▸ **本文**:
= = = = =

母親から育児放棄を受け、家にひとり残された小学5年生の女の子・トモ(柿原りんか)は、母の弟であるマキオ(桐谷健太)のもとを訪ねる。そこにはマキオの恋人で、元・男性であるトランスジェンダーの女性、リンコ(生田斗真)がいた、というのがあらすじだ。

疑似家族として3人が暮らす中で育まれる愛情や絆を描いたドラマで、数ヵ月前に予告編を見たときから非常に気になっていた。

生田斗真さんと言えば、演技派俳優としての評判も高いが、女性を演じるって。たしか桐谷健太さんとは数年前にドラマで共演していて、その時は対照的なタイプの友人という設定だったけど、今回は恋人役。

そして、監督は『かもめ食堂』や『めがね』などを手がけた荻上直子さん。『かもめ食堂』のまったりとしたムードと、LGBTというテーマが、なかなか頭の中ではつながらなかった。ところが本作品は、先月開催された第67回ベルリン国際映画祭で、テディ審査員特別賞というLGBT映画を表彰する権威ある賞を日本映画では初めて受賞。どんな見どころがあるのだろう、と公開前から期待していた。


映画の冒頭で、トモは母親が自分を置いて家を出ていってしまったことに気づき、すぐにマキオが勤める書店に赴く。トモは想像以上に気丈で、リンコに出会ったときも最初は戸惑いを見せるが、すぐに打ち解ける柔軟な女の子だ。

一方で、リンコも性的マイノリティとして卑屈になることもなく、家族からの理解にも恵まれ、仕事や家事、趣味も楽しむ心の優しい女性だ。

この設定でまず、いかに自分が先入観にとらわれていたのかに気付く。
育児放棄されたのであれば、「涙ながらに叔父さんにすがるいたいけな女の子」の姿を、トランスジェンダーであれば、「家族や周囲からの理解を得られずに鬱屈としている女性」の姿を勝手に思い描いていたのだ。

LGBTというテーマには以前から関心があって、結構よく映画も見ているのだが、社会的な抑圧や葛藤を描いている作品が多いのもあって、リンコにも苦悩があるんじゃないかと決めつけていた。

近年、多様性という言葉をよく見聞きするし、意識もしているつもりだけど、どこかにある「これが普通の家族でしょ」みたいな固定概念に振り回されていて、そこからはみ出したものには生きづらさやしんどさが付き物、そこがドラマになる、と思っていたのだ。

このところ、友人と話していると、結婚生活のあれこれや、家族のこと、健康面や介護まで自分の身に直接振り掛かってきたことも、そうじゃないことも合わせて、20代の頃には考えられなかった話題が多くなってきた。

そのたびに、「みんな色々あるねー」「本当だよね」というザックリした言葉でまとめてしまうのだけど、「普通の家族」なんてどこにもないし、色々あって当たり前なのだ。

ある人が、「普通の家族って言うとサザエさん一家を思い出しちゃうんだけど、サザエさん家も全然普通じゃないよね」と言っていて、確かにそうだ、でも昭和の家族像としてサザエさんのイメージが先行するのは何でだろうな、と不思議にも思う。

= = = = =

▸ **短い課題 1**:
リストの先頭の行から「Segment each instance of the reflective」を含む行までを、両端の行も含めてそのまま複製してください。画像は出力に含めないでください。
映画評とリストは互いに独立した別の資料です。

= = = = =

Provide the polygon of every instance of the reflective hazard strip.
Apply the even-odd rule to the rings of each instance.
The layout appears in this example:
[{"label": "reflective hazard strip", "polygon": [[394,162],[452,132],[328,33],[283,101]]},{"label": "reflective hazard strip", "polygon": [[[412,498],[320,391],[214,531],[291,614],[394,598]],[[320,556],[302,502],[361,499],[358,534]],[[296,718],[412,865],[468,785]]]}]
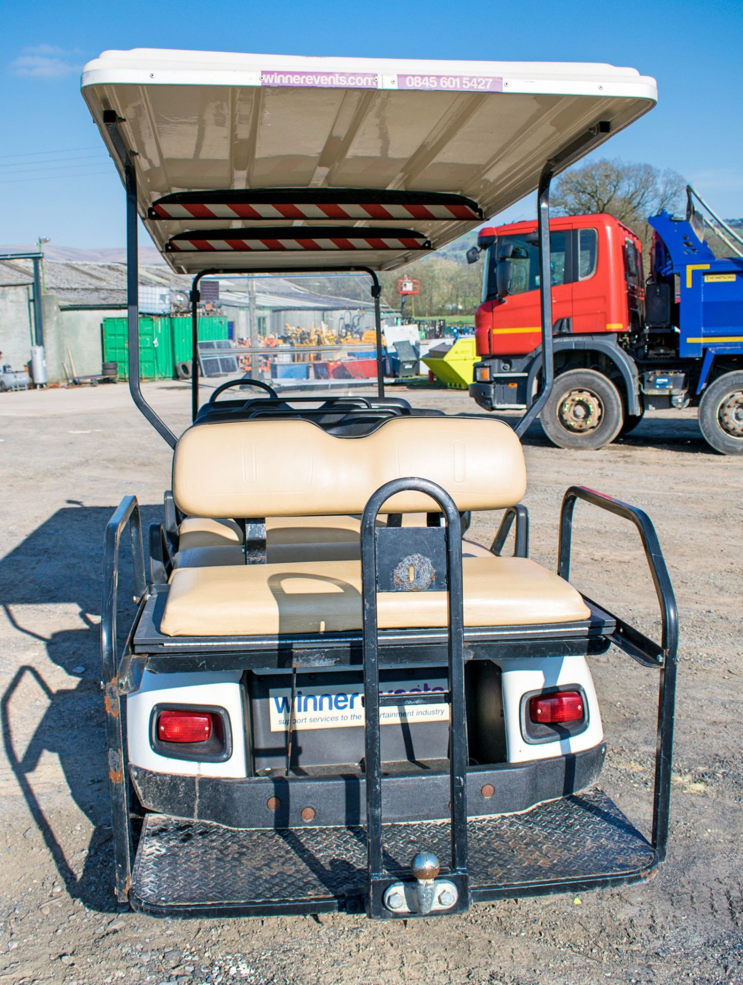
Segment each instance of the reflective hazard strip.
[{"label": "reflective hazard strip", "polygon": [[686,265],[686,286],[691,288],[692,286],[692,274],[695,270],[709,270],[709,263],[688,263]]},{"label": "reflective hazard strip", "polygon": [[541,325],[537,325],[536,328],[494,328],[494,335],[520,335],[524,332],[541,332]]},{"label": "reflective hazard strip", "polygon": [[157,202],[153,209],[161,219],[468,219],[479,221],[468,205],[378,205],[345,203],[276,204],[226,202],[177,204]]},{"label": "reflective hazard strip", "polygon": [[687,339],[686,341],[698,345],[705,342],[708,346],[713,346],[717,342],[743,342],[743,335],[706,335],[704,339]]},{"label": "reflective hazard strip", "polygon": [[[228,231],[228,230],[225,230]],[[235,230],[229,230],[235,231]],[[333,238],[272,238],[272,239],[170,239],[169,249],[176,252],[253,252],[255,250],[387,250],[387,249],[427,249],[425,237],[413,236],[391,238],[385,236],[364,236],[353,239],[342,236]],[[532,331],[529,329],[529,331]],[[539,331],[539,329],[534,329]]]}]

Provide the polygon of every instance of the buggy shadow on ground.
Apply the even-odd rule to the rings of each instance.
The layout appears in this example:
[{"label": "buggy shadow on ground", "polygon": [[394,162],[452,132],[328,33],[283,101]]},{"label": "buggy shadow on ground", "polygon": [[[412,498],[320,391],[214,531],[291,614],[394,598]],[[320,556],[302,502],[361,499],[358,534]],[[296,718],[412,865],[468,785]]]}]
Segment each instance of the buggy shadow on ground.
[{"label": "buggy shadow on ground", "polygon": [[[47,683],[43,666],[20,666],[0,698],[5,755],[67,892],[87,907],[104,911],[115,910],[115,905],[110,892],[113,864],[100,688],[101,558],[95,548],[102,546],[112,512],[112,506],[65,506],[0,560],[0,598],[12,630],[42,644],[49,664],[78,682],[73,688],[55,690]],[[147,520],[155,520],[155,507],[144,507]],[[127,560],[124,555],[119,594],[124,601],[132,597]],[[75,607],[81,627],[46,636],[27,622],[28,615],[17,615],[19,609],[29,613],[29,607],[51,605]],[[133,611],[133,605],[124,604],[119,620],[122,637]],[[31,738],[17,742],[14,712],[34,690],[45,710]],[[24,745],[20,755],[18,748]],[[34,790],[34,774],[44,753],[58,758],[70,797],[93,826],[79,874],[66,858],[53,816],[44,812]]]}]

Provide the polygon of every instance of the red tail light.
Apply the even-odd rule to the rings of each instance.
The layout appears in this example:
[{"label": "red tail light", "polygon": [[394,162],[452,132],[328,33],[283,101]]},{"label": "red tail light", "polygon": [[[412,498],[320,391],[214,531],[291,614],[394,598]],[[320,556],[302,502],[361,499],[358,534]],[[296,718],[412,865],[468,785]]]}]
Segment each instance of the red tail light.
[{"label": "red tail light", "polygon": [[212,737],[212,725],[210,711],[161,711],[158,739],[161,742],[207,742]]},{"label": "red tail light", "polygon": [[556,694],[541,694],[529,701],[529,717],[540,725],[561,725],[577,722],[585,714],[583,695],[576,690],[561,690]]}]

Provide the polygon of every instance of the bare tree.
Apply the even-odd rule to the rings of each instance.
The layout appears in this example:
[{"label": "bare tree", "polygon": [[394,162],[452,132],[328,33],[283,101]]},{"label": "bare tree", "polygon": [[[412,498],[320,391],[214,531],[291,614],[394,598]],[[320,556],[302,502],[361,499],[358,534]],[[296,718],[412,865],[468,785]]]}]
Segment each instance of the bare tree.
[{"label": "bare tree", "polygon": [[603,159],[561,175],[551,196],[552,209],[558,216],[609,213],[640,236],[646,255],[651,239],[647,217],[662,209],[679,210],[685,186],[671,168]]}]

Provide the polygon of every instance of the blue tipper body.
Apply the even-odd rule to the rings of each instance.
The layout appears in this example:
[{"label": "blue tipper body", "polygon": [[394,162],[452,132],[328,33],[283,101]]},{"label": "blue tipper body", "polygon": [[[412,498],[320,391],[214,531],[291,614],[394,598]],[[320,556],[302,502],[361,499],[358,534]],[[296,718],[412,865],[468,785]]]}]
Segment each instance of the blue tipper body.
[{"label": "blue tipper body", "polygon": [[679,356],[704,357],[701,390],[714,356],[743,354],[743,258],[715,259],[691,222],[667,212],[648,223],[659,236],[656,277],[675,291],[674,275],[679,276]]}]

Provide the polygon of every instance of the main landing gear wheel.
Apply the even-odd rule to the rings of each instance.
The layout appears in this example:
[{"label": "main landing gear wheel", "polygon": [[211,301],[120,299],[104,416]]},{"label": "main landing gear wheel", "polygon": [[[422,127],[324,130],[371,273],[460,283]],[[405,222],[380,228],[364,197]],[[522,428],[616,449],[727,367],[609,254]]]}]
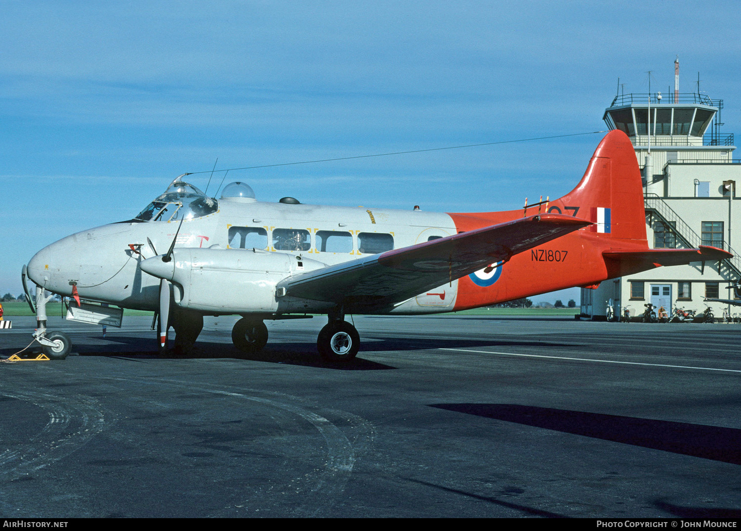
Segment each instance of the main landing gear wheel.
[{"label": "main landing gear wheel", "polygon": [[262,321],[242,317],[232,329],[232,343],[247,354],[259,352],[268,343],[268,327]]},{"label": "main landing gear wheel", "polygon": [[360,335],[347,321],[330,323],[319,332],[316,348],[327,361],[348,361],[358,353]]},{"label": "main landing gear wheel", "polygon": [[64,332],[47,332],[46,338],[54,343],[53,346],[41,346],[41,352],[50,360],[64,360],[70,353],[72,343]]}]

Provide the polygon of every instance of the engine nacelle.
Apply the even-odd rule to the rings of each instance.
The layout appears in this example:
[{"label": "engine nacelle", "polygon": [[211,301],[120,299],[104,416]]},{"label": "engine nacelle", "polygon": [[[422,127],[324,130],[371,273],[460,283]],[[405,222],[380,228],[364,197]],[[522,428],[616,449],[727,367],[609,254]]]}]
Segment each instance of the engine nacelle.
[{"label": "engine nacelle", "polygon": [[162,257],[142,263],[147,273],[172,280],[178,306],[219,314],[273,313],[279,282],[322,267],[287,253],[187,247],[174,249],[169,263]]}]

= = = = =

▸ **短い課題 2**:
映画評の続きを、最後に示された文の直後から書き進めてください。

▸ **課題の解答 1**:
Provide the polygon of every instance of the reflective hazard strip.
Apply the even-odd rule to the rings of each instance.
The layout appears in this example:
[{"label": "reflective hazard strip", "polygon": [[394,162],[452,132],[328,33],[283,101]]},{"label": "reflective hazard strip", "polygon": [[[412,498],[320,391],[214,531],[291,614],[394,598]],[[320,556],[302,502],[361,499],[358,534]],[[296,718],[412,865],[468,785]]]}]
Segment each instance of the reflective hazard strip.

▸ **課題の解答 2**:
マキオとリンコとトモは血の繋がりもないけど、お弁当を持って花見を楽しんだり、一緒に編み物をしたり、時にはリンコの家族も含めて鍋を囲んだり、ありきたりな、何てことはない幸せを満喫している。ピュアなだけではなくて、下世話な会話もする。

だけど、彼らの内側からあふれ出るような笑顔を見ていると、私たちはきっと「少数派」であることと「普通か普通じゃないか」をつい一緒くたに考えがちなんだと気づかされる。

「普通の家族」じゃないからって何が不都合なわけでもなし、逆に本人たちがそれをよしとしているなら、もうすでにそれは「普通の家族」なんじゃないのとも思ったが、意外とこの「普通」の呪縛は大きい。


ほんの数日前、娘が保育園のお友だちのことを「〇〇くんは、おとこのこなのに××なんだよー」と言っていて、「おとこのこなのに、ってことはないと思うよ」と思わず口を挟んでしまった。

具体的に何を言っていたのかまでは掴めなかったのだが、すでに「男の子はこういうもの、女の子はこういうもの」っていう口ぶりを見せることに驚いてしまったのだ。4歳という年齢から、自分の頭で考えて言っているわけではないだろうし、誰かの影響だとしたら、私か、夫か、または保育園の先生か、いずれにしても周囲の大人だろう。

そう思うと、本来どこにもないはずの「普通の家族」像を植え付けるのも、周囲の大人なのかもしれない。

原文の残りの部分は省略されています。